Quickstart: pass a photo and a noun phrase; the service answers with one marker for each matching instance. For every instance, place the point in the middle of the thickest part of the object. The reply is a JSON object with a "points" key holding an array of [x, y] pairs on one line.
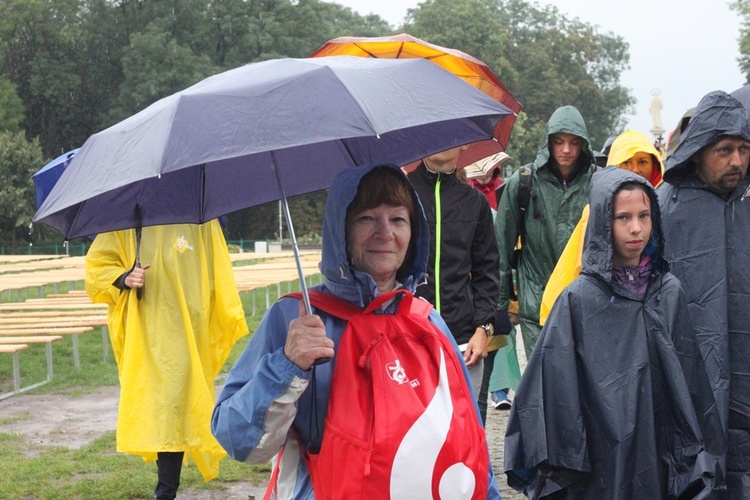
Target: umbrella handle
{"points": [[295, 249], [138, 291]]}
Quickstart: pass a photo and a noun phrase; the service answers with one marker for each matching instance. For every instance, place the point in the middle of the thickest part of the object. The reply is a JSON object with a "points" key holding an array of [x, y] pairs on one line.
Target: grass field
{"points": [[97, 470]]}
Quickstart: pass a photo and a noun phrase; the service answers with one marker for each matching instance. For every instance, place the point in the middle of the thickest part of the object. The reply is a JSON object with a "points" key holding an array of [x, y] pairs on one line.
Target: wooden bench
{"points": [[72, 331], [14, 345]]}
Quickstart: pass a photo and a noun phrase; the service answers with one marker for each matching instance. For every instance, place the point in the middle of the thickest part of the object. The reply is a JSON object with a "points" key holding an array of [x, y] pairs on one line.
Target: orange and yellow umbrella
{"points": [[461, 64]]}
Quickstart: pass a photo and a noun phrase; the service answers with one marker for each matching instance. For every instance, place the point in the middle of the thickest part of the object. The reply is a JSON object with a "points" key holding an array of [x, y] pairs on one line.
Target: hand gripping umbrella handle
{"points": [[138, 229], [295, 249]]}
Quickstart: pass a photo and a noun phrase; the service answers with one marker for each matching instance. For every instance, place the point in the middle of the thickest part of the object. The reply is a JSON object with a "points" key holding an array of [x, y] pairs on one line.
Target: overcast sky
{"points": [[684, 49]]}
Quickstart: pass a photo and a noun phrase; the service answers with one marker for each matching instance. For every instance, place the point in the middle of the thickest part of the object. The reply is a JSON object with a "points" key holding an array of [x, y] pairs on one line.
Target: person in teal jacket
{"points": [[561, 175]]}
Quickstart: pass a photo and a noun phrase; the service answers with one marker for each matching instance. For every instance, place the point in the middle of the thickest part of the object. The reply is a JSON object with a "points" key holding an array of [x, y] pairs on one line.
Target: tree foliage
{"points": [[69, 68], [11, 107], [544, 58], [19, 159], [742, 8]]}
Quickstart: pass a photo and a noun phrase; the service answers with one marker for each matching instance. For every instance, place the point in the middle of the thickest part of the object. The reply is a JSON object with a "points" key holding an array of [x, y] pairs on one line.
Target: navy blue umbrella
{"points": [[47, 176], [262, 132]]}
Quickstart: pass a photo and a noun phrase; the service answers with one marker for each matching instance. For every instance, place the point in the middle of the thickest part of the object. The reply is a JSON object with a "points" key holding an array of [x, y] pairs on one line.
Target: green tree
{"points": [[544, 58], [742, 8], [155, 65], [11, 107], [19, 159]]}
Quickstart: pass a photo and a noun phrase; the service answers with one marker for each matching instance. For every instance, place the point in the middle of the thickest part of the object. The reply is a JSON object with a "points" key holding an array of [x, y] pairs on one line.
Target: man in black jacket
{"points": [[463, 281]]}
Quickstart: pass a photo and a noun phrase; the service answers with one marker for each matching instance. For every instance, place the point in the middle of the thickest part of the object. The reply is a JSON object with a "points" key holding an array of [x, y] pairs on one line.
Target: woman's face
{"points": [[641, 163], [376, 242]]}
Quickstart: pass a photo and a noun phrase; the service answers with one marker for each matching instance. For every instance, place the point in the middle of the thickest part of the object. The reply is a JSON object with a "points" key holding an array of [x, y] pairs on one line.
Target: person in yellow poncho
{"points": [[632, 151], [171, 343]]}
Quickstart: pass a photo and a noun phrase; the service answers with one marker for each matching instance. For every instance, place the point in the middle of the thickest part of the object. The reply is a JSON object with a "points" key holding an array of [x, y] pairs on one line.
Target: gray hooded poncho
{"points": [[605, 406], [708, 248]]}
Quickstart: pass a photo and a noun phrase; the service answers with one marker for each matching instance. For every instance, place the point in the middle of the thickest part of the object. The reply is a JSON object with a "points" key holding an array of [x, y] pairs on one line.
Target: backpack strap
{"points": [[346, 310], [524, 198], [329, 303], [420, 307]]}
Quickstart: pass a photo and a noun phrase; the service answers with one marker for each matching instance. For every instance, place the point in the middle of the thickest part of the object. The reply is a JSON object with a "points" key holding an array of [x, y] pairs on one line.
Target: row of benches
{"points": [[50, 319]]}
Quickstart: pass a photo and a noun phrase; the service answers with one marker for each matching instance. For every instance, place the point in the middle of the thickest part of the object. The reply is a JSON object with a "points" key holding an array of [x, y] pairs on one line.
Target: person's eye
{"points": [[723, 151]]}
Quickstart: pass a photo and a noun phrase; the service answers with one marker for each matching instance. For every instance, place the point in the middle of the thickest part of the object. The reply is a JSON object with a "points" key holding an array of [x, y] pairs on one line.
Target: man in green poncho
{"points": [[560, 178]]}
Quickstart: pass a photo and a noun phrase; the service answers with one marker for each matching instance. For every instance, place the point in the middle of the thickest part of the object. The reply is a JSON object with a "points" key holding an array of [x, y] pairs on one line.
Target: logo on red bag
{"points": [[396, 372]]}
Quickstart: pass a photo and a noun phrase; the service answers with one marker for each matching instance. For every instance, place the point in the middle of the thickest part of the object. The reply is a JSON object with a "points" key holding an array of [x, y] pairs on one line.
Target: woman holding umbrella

Given request =
Without the pictures, repeat the listing above exactly.

Output below =
Quickstart: pass a photo and a noun phrase; the service answers with one marker for each matching instance. For every instance, place the point in the middle of the thickest part of the object. The reply is a JSON object with a "points" key holding an array of [x, y] pairs on one line.
Target: umbrella handle
{"points": [[295, 249], [138, 291]]}
Quickstart: pass a photo and a noun phrase; the service answers with one marker for each matching instance. For every instance, place the point in the middle of the thickest part of the object. The reply is a JSON object with a "points" key holding an array of [x, y] pairs on one line.
Target: grass field
{"points": [[97, 470]]}
Quickstart: pass a photo and a noun phrase; the service answers with one marker for each matching instance. For every instance, place the point in the middle of the thickest part of the object. The reply is a JSON object with a "points" key holding an array of [x, y] pairs on one line.
Target: wooden bench
{"points": [[72, 331], [14, 345]]}
Quickstart: pass a photo and a noun phrase; the service answers with one marker for each matching instance. For every instance, place the point in the middle of the thickest part of the object. The reply is a JSON object with a "points" key holding an array of [x, y] pairs on one line.
Target: orange and yellow umbrella
{"points": [[461, 64]]}
Quickstart: pass a photo and a noun phrase; the service answers with one marker for each matching instance. For every instance, place the point in the middle of the thickest part of the object. The reply is a JSON object with a "points" key holding an array of [x, y] pairs on one line.
Target: hand gripping umbrella handle
{"points": [[138, 229], [295, 249]]}
Quickstart: pass a photo and a noun phrase; the service answers with one marker for each matching instance. For every instance, place the point in the middle of the thickest part of the object. The reply is a JSON object with a "points" key holding an array of [x, y] pairs on one line.
Target: overcast sky
{"points": [[684, 49]]}
Quickstart: pass a photo and a noun phrase; the service answers with one marker for each matching instance. For every instance, place the point in the middle of the thickest part of the object. The reply is a JSON object with a "points" key holding an array of [x, y] pairs on one line.
Target: person in teal jacket
{"points": [[561, 175]]}
Quickstart: pass a photo and a noun phrase; the service answers with one marker for each matching instance. For every instance, place the point in the middle of the thickest part of the object. The reply is a JSON object with a "points" key holding an array of [x, y] pairs on one line.
Target: tree foliage
{"points": [[69, 68], [11, 107], [544, 58], [19, 159], [742, 8]]}
Quickstart: pass a photo and a noun phrase; the service answers with one marker for each matching instance. For every instance, place the point in the middle of the thickest part of the object. The reply is a JSON object with a "points" key holding an array of [x, y] pairs on one line.
Target: navy blue umbrella
{"points": [[47, 176], [262, 132]]}
Quickstart: pass a photo and a noun phrase; the service answers with one marker for each matching instance. For every instance, place the point in the middle of the thickest part of the object. The reply is a JSON object with a "points" key holding an array of [x, y] pairs on one line.
Target: green tree
{"points": [[544, 58], [742, 8], [155, 65], [11, 107], [19, 159]]}
Quickstart: pass a photo and a noun phrase; the service answers with one marker for each matching instance. For every instance, place the point in the middle of the thickest part of the object. The reply is a JSON object with a "points" key holding an array of [x, y] pairs on one line.
Target: man in black jacket
{"points": [[463, 281]]}
Quickstart: pass a photo and a noun phrase; the service answers with one marker for each matching instance. For every instance, place the point in the middle of the thickest part of the object. The reply is a JSON object with a "points" key holding an array of [x, y] pairs on one line.
Target: woman's face
{"points": [[641, 163], [376, 242]]}
Quickstart: pass a photo and a noun phrase; the service answers with one marker for each matching instance. For every instance, place the point in the middle of the thickest part of the object. The reply is a JSON object with a "points" key holding an array of [x, y] pairs on one line.
Target: person in yellow poncho
{"points": [[632, 151], [171, 343]]}
Quickstart: pass a photo and a noun phrase; the service answers with one marker for each matching instance. For every instance, place the point in the middle of the thickest part of the object. The reply is a JSON object with a "points" key holding an array of [x, y] pairs on one line.
Target: gray hooded poncho
{"points": [[605, 406], [708, 248]]}
Quickstart: pass a photo and a noun phrase; the service answers with one marker for each matching instance. For every instance, place the point in the middle of the thickest part of the object. The reply is a JSON object with a "points" key holding an array of [x, y] pairs on one line.
Target: backpack strap
{"points": [[346, 310], [524, 198], [329, 303], [420, 307]]}
Quickstart: pass a photo and a noun phrase; the service answers with one marker for each matching instance. For every instance, place the point in the middle of the thickest part of the object. The reply is a JSON object with a "points" key holding an array of [x, y] pairs on one line.
Target: row of benches
{"points": [[50, 319]]}
Quickstart: pass a photo and a noun phrase; the service answers with one marker for each matching instance. For every instance, place the point in the middle of the thickest part of the object. The reply is a JSON object with a "points" key holding an array of [x, y] pairs on one line.
Target: person's eye
{"points": [[723, 151]]}
Quickstart: pass a photo and a noun phrase; the service answers with one marker for each matching instance. For every instance, place the point in the middle of the thickest part of the object. The reply is a JSON object with a "points" key holding an array of [x, y] pairs on one line.
Target: man in green poncho
{"points": [[560, 178]]}
Quickstart: pass a photo and a noun phrase; the service answers with one marker for each matching instance. For every instance, place the point in the middle of the thickest part of the object. The reply is a JSON object with a "points" key holding an array of [x, y] pairs on one line.
Target: logo on red bag
{"points": [[396, 372]]}
Quickstart: pass a photo and a noun phrase; the service answers with one marker for each matching instance. For every instance, place the point in the middle of the thickest part of the object. The reply is a JSON object with a "points" key holding an array of [x, y] pairs on one line.
Target: woman holding umbrella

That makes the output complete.